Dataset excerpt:

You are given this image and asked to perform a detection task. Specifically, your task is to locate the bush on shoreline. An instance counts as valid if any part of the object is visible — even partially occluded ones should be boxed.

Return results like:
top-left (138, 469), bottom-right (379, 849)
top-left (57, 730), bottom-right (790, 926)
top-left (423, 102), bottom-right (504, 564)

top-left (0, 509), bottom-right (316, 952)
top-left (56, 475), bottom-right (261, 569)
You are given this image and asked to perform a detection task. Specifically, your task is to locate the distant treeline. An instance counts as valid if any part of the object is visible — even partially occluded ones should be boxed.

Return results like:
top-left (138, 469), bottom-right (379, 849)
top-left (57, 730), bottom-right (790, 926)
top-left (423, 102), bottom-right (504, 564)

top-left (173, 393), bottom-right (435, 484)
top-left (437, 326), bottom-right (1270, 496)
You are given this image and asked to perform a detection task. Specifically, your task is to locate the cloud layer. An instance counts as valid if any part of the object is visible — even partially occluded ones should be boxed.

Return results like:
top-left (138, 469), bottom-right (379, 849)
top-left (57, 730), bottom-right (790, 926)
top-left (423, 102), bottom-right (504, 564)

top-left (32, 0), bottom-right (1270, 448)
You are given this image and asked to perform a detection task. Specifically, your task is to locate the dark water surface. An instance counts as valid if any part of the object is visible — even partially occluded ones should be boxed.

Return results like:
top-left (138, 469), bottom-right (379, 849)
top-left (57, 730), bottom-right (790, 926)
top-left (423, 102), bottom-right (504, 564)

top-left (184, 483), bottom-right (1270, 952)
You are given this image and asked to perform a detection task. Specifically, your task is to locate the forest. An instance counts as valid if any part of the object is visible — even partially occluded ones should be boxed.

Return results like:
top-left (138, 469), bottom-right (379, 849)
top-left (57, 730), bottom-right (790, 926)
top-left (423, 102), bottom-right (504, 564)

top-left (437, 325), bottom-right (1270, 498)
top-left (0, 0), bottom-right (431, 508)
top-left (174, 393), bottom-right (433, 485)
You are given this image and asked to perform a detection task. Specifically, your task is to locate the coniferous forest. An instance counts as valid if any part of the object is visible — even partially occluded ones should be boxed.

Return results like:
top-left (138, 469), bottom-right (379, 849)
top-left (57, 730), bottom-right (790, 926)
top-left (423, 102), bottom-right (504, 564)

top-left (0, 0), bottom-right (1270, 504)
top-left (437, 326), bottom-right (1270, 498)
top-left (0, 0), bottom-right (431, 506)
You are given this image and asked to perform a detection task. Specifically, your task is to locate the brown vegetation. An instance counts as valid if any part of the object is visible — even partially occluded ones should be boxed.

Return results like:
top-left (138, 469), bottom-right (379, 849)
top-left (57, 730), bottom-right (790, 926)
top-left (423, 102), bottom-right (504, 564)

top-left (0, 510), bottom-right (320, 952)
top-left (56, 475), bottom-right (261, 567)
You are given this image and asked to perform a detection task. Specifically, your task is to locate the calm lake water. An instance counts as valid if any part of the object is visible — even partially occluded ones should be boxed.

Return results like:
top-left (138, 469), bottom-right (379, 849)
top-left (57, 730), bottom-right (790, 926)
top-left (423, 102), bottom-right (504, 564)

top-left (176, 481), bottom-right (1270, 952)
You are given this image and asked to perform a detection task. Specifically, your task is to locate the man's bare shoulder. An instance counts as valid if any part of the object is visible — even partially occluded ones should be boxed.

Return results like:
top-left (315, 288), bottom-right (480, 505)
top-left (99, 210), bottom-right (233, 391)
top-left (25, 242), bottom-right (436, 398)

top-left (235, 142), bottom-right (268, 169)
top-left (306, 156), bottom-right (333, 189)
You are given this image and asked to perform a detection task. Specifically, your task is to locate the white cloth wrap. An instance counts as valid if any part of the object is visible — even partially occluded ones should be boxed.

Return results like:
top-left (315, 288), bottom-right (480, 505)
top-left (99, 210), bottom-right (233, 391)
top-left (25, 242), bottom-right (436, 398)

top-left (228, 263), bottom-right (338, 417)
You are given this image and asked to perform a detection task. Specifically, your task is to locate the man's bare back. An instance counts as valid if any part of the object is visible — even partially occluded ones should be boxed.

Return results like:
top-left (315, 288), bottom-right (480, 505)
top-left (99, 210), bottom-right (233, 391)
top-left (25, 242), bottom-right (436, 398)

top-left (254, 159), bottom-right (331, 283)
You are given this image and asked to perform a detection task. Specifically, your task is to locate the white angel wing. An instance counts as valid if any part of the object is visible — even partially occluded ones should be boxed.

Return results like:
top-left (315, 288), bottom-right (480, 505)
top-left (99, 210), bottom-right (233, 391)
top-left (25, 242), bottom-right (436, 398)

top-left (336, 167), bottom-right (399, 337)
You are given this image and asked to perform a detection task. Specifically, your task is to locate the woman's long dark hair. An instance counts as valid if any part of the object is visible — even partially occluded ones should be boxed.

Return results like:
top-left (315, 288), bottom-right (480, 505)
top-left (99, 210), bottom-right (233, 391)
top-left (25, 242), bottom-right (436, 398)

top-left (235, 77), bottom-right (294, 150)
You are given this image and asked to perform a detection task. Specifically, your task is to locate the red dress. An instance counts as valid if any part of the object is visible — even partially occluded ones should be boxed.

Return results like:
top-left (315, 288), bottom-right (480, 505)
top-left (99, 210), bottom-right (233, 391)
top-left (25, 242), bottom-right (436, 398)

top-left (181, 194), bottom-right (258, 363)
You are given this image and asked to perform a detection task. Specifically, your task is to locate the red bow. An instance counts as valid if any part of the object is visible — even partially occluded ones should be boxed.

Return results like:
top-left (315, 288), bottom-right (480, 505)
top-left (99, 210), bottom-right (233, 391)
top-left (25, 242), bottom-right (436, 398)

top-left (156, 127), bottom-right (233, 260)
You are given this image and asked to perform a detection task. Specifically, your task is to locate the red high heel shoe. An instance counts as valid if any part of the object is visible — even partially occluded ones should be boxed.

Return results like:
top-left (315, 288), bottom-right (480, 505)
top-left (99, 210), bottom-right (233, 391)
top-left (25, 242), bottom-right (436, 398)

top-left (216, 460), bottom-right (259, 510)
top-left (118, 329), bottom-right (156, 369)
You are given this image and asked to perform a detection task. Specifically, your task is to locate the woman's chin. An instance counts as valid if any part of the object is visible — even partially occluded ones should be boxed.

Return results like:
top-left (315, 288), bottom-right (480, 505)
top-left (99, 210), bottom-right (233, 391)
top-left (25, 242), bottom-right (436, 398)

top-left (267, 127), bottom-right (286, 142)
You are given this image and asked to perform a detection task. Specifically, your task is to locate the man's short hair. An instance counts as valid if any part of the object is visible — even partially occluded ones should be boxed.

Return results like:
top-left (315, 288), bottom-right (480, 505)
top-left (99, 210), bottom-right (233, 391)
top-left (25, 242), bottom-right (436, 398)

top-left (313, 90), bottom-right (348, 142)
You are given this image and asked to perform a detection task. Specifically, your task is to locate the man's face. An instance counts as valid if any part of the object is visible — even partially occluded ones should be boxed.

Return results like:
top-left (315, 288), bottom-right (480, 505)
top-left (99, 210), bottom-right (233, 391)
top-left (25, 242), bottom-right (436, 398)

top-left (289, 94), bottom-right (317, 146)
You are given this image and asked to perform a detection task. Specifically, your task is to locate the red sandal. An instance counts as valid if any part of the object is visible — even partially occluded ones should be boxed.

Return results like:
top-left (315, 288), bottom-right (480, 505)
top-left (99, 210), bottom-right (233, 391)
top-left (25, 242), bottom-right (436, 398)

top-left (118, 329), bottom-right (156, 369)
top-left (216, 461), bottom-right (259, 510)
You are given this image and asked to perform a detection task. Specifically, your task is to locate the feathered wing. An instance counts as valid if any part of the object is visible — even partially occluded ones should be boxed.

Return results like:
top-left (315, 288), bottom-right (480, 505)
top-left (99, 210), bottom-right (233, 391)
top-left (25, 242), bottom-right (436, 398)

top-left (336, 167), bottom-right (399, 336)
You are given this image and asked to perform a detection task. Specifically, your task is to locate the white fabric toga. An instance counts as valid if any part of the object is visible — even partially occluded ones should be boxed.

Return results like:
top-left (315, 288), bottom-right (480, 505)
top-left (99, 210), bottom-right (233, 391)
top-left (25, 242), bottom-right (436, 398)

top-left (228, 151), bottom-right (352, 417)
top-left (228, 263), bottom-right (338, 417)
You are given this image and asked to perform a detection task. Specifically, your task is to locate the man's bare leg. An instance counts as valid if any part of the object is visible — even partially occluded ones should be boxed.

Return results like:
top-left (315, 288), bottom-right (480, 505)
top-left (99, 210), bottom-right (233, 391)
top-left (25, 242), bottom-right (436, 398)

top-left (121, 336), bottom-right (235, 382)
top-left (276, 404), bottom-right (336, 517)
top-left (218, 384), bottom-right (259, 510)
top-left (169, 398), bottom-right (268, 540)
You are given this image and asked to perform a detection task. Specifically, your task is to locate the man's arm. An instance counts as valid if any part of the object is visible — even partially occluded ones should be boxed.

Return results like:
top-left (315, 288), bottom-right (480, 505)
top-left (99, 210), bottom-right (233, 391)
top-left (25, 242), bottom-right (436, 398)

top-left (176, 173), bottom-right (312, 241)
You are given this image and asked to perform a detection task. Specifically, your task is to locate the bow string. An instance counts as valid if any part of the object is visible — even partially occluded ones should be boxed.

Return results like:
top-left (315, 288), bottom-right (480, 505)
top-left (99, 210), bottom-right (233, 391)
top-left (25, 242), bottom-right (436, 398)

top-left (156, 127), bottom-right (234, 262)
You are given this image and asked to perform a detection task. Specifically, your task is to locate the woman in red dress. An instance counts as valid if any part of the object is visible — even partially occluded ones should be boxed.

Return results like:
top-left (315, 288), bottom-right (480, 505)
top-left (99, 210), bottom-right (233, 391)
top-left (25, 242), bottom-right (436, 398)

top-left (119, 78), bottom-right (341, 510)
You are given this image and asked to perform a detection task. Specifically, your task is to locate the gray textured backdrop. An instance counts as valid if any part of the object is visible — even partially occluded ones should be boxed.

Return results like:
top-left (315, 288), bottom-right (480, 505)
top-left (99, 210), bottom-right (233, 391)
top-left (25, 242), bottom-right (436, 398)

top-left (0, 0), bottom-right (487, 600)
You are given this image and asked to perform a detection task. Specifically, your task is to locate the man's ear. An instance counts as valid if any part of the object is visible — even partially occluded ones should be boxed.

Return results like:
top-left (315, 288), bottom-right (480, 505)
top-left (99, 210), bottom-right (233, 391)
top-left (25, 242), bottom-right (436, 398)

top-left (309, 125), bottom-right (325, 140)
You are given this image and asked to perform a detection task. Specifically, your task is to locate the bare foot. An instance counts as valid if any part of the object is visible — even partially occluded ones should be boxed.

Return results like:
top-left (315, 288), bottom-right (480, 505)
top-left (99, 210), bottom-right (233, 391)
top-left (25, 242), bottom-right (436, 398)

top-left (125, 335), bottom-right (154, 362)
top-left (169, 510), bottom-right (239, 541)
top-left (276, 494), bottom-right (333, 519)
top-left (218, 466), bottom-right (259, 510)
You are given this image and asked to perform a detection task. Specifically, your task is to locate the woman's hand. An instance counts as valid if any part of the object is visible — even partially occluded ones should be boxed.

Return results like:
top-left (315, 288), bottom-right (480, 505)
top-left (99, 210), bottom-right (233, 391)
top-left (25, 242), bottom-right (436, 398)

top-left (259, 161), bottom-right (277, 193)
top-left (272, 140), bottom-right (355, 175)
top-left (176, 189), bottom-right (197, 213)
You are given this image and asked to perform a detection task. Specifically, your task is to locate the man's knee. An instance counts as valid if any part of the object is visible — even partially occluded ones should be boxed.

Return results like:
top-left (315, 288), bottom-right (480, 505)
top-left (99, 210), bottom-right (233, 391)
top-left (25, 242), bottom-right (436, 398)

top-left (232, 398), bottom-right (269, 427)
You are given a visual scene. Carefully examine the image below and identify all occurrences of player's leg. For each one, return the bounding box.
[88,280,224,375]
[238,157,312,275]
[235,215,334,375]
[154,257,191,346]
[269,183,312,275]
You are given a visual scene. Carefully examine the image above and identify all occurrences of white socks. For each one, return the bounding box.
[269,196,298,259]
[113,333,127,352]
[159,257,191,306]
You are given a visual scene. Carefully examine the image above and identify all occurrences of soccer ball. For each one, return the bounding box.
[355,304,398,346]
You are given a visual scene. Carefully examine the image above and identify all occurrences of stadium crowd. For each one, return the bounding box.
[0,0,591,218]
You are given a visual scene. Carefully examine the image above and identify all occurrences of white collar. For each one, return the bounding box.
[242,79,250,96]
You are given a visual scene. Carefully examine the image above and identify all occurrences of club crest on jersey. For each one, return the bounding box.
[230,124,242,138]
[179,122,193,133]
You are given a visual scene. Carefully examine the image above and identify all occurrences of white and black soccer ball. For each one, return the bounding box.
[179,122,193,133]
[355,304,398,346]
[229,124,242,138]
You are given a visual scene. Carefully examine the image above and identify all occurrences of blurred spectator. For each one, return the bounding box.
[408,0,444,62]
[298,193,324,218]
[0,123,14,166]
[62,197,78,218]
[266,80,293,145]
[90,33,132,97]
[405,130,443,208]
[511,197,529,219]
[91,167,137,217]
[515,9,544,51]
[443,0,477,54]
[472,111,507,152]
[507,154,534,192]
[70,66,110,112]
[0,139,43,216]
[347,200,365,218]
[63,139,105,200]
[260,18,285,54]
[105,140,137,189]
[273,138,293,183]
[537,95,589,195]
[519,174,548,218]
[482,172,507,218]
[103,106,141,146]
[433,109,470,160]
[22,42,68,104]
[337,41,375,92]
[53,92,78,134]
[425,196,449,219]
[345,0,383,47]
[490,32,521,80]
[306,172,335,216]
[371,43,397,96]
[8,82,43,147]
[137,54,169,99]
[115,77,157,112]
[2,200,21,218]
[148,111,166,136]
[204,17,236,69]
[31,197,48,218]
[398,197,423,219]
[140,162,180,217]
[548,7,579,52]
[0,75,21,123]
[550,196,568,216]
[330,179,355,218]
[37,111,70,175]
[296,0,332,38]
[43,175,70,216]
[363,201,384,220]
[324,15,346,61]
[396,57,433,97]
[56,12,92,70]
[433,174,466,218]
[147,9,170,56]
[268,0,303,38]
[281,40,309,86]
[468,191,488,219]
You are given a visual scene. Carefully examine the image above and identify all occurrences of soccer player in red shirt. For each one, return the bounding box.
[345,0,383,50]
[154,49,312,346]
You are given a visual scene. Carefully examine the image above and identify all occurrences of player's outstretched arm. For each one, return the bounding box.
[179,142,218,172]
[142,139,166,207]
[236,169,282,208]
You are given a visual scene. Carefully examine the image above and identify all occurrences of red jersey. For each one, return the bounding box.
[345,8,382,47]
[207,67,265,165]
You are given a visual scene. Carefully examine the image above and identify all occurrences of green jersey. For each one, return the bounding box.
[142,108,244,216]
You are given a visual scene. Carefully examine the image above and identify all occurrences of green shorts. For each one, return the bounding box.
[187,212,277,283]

**WORK TO COMPLETE:** Output the part of the listing that opens with the line containing "locate the dark" and closes with the line containing "top-left (184, 483), bottom-right (1270, 952)" as a two-column CSV with the headers instruction and output, each row pairing a text with its answer. Put every field in double quotes and replace line breaks inside a field with spaces.

**RESPONSE TO THIS TASK:**
instruction,output
"You are given this image and asked to perform a detection task. Specifically, your task is to locate the dark water surface. An instance counts as valid if any part of the object is visible — even partially occluded ones should be boxed. Return results like: top-left (138, 469), bottom-right (379, 849) top-left (57, 730), bottom-right (790, 926) top-left (423, 102), bottom-right (504, 564)","top-left (184, 483), bottom-right (1270, 952)"